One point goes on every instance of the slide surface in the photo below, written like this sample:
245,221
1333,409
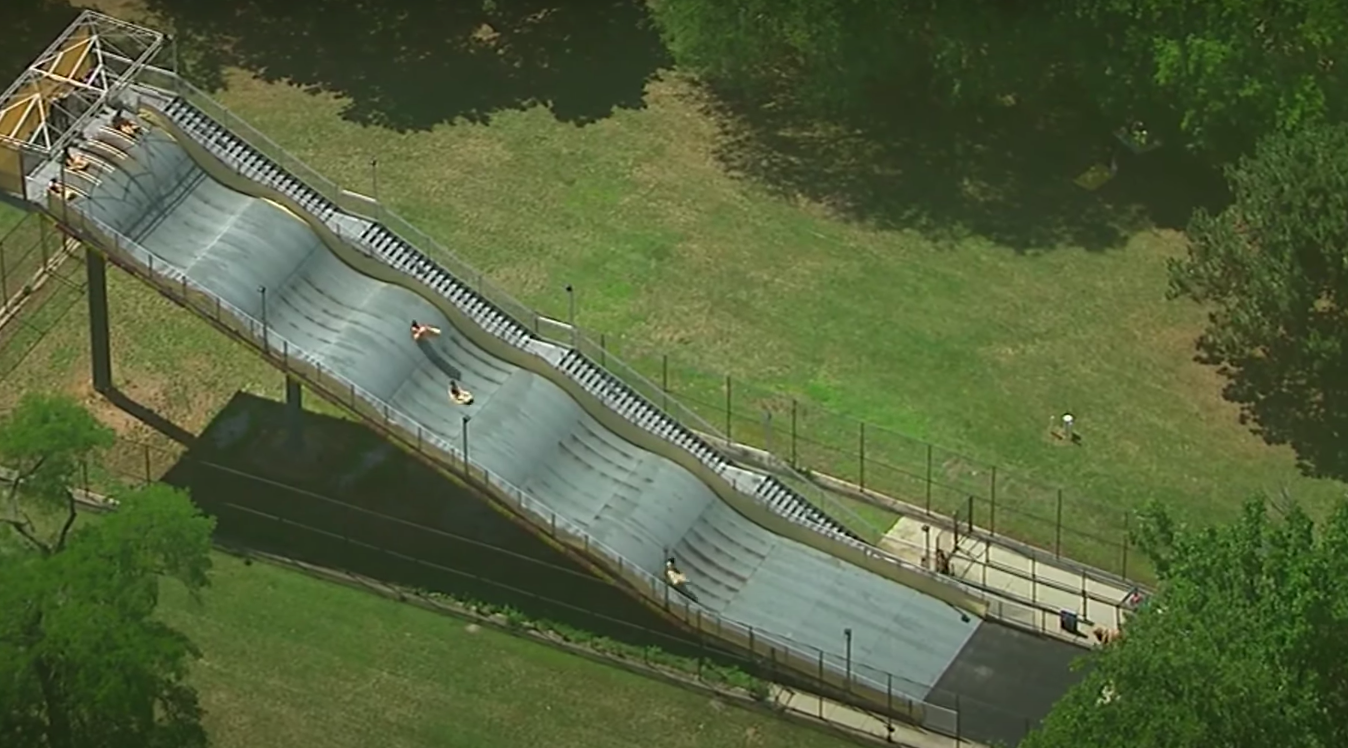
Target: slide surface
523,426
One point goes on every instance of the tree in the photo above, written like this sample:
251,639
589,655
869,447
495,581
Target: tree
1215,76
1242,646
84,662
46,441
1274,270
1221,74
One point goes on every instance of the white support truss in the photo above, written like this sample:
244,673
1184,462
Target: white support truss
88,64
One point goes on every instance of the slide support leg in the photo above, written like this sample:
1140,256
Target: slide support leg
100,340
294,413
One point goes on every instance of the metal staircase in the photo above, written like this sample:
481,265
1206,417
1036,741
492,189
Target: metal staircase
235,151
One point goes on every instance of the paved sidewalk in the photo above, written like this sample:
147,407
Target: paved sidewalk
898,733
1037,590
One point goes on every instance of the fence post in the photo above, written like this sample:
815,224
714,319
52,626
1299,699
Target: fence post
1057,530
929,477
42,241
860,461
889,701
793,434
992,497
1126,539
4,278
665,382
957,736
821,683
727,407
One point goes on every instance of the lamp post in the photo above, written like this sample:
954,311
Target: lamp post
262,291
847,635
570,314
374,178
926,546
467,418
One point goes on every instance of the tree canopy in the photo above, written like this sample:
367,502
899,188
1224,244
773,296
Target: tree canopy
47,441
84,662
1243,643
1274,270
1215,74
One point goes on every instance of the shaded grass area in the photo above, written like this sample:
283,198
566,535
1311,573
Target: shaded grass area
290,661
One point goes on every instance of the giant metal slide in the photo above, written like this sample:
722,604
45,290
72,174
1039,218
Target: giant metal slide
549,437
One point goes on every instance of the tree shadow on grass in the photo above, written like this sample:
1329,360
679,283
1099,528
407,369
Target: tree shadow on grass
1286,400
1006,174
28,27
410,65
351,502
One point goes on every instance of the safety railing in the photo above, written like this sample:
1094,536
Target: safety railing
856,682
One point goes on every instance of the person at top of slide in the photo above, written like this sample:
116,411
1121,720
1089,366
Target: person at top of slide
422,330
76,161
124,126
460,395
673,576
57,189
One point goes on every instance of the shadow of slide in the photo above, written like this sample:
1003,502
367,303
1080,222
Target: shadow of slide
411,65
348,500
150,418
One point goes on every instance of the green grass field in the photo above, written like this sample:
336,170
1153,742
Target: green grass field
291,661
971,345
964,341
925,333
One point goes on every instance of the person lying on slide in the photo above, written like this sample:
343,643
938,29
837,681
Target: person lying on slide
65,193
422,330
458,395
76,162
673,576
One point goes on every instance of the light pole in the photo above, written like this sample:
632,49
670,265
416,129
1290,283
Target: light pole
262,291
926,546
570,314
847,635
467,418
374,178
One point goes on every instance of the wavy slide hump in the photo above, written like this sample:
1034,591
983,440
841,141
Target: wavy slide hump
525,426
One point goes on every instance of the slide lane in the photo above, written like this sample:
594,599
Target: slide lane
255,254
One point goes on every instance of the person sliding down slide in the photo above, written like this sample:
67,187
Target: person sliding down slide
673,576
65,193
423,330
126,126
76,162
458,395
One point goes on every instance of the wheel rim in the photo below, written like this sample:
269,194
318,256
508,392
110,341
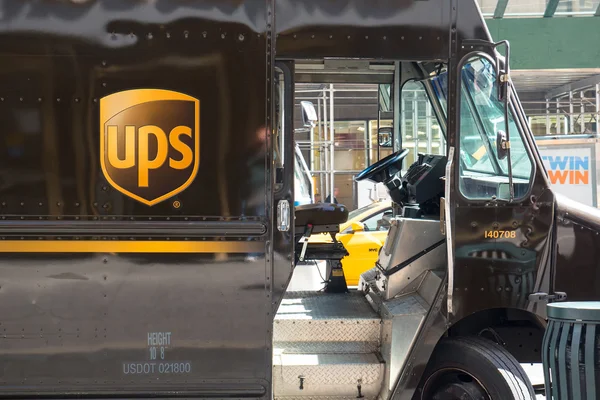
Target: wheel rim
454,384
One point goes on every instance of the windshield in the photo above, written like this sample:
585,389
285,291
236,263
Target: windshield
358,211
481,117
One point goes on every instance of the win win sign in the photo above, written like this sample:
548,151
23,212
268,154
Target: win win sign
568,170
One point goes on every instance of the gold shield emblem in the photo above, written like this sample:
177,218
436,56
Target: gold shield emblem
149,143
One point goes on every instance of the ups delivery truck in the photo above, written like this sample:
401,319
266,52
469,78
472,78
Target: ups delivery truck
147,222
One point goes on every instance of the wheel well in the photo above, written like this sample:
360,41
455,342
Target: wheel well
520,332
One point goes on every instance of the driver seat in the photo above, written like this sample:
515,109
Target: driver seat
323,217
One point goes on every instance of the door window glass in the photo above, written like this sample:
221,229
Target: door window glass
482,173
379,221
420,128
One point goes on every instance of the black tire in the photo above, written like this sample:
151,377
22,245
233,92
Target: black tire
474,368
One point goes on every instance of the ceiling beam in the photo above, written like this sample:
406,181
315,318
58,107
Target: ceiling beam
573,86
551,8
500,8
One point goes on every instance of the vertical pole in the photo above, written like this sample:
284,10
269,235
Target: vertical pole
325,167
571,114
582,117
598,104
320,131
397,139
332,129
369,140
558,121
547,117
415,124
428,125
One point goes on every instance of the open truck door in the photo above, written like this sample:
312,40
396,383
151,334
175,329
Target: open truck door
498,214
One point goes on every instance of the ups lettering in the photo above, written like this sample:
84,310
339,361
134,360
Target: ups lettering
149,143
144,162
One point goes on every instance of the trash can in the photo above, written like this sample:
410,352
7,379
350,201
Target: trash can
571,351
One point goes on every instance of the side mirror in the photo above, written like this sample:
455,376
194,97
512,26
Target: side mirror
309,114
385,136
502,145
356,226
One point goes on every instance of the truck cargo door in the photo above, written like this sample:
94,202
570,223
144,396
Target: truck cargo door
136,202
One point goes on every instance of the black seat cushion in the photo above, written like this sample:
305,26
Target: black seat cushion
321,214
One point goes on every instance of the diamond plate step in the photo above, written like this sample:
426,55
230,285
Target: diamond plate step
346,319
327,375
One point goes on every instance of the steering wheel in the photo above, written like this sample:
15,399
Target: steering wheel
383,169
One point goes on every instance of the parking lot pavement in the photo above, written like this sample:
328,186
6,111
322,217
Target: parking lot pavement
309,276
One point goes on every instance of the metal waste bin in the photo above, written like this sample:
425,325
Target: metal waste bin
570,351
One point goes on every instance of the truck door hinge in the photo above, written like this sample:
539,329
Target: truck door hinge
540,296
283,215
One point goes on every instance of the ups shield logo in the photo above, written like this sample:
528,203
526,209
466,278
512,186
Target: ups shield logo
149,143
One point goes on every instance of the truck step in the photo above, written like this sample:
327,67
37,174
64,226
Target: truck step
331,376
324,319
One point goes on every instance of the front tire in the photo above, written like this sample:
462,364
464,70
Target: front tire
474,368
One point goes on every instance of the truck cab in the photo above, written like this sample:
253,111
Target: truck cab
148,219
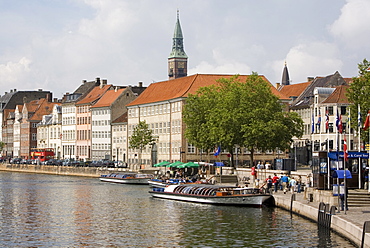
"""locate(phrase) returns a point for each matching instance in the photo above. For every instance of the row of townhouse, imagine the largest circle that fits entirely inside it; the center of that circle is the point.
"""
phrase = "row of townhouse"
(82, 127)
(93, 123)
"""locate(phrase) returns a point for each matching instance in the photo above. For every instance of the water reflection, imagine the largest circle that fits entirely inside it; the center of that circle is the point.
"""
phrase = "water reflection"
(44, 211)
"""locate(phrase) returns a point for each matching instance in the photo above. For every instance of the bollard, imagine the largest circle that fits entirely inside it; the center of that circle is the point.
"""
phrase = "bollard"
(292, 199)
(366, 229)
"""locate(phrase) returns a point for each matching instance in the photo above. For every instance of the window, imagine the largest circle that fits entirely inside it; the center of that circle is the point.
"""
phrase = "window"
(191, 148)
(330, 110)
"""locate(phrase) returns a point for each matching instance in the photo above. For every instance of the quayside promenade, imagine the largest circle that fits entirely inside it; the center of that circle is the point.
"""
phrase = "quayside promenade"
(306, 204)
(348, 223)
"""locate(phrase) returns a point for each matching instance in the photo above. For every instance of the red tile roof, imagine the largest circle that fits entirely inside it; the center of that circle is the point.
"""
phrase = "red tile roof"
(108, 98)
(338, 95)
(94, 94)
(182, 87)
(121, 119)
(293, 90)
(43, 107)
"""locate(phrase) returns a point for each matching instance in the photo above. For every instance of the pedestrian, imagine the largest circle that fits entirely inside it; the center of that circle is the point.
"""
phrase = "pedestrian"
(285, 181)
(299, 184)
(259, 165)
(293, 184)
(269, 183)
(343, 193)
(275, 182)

________

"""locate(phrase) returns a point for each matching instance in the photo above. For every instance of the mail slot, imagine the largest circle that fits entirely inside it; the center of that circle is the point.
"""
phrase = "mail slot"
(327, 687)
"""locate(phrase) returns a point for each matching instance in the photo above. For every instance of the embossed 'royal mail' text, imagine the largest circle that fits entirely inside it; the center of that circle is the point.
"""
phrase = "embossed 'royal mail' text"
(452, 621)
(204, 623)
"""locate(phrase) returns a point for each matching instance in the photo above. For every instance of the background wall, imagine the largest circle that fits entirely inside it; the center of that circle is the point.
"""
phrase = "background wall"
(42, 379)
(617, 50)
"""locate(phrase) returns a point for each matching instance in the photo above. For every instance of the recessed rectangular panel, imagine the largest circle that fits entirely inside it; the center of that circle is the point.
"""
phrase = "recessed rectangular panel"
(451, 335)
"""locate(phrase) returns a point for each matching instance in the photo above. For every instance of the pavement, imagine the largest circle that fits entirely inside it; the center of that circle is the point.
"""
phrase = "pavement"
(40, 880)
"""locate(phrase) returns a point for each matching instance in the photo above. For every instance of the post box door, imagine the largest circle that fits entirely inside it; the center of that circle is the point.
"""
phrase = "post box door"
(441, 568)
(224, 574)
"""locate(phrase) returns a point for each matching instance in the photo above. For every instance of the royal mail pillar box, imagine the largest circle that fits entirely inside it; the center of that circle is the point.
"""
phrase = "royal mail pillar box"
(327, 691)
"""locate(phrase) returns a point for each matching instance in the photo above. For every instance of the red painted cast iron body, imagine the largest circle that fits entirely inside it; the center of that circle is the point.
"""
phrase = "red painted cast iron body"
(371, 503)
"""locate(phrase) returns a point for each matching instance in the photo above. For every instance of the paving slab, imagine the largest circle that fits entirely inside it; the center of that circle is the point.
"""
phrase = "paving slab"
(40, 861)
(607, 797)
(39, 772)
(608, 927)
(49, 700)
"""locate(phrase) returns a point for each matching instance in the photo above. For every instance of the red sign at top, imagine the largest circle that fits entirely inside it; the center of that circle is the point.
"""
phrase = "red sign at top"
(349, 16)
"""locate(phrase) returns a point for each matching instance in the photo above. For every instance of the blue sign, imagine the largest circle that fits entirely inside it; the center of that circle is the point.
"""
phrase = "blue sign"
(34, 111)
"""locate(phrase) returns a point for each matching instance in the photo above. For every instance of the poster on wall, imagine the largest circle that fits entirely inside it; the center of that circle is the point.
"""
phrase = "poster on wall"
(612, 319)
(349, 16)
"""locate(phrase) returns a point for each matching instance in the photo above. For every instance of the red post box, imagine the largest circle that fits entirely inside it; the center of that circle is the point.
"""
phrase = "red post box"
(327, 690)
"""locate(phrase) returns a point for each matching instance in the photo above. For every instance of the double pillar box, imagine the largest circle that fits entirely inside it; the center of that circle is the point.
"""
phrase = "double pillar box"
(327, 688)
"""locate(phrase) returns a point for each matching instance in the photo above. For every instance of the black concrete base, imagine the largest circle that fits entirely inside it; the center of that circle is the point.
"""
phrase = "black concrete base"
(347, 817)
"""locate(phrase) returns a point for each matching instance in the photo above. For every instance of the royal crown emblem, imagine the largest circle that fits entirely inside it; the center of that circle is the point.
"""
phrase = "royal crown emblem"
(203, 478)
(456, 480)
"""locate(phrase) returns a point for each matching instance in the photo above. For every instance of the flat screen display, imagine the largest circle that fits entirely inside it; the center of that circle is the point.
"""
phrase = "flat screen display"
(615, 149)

________

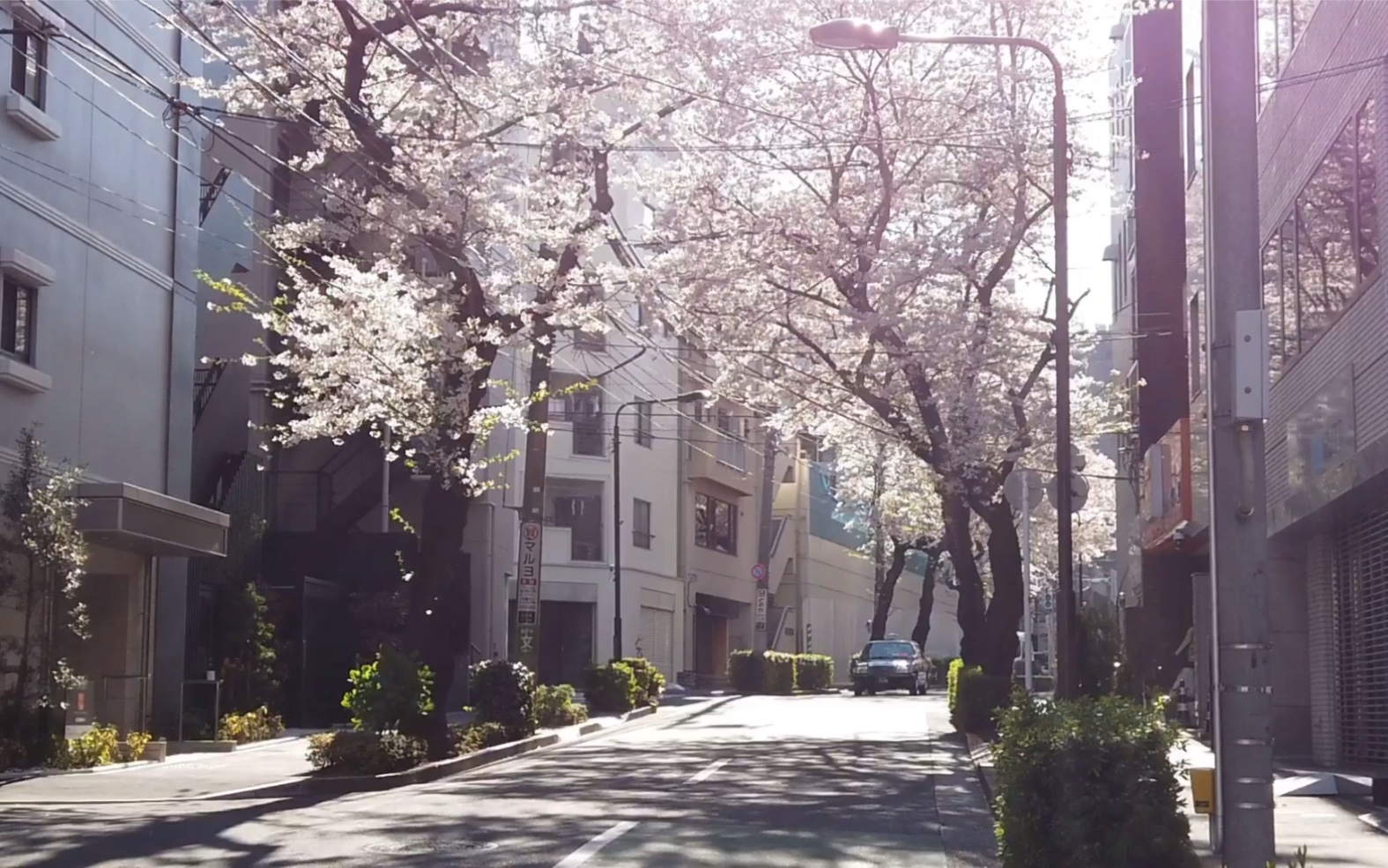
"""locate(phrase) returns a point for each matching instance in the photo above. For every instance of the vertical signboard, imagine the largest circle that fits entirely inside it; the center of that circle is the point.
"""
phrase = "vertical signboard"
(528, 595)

________

● Set task
Count the lines in the entries above that contain the string "mirror", treating uppercase and lowercase as different. Reply with the number alone.

● Reply
2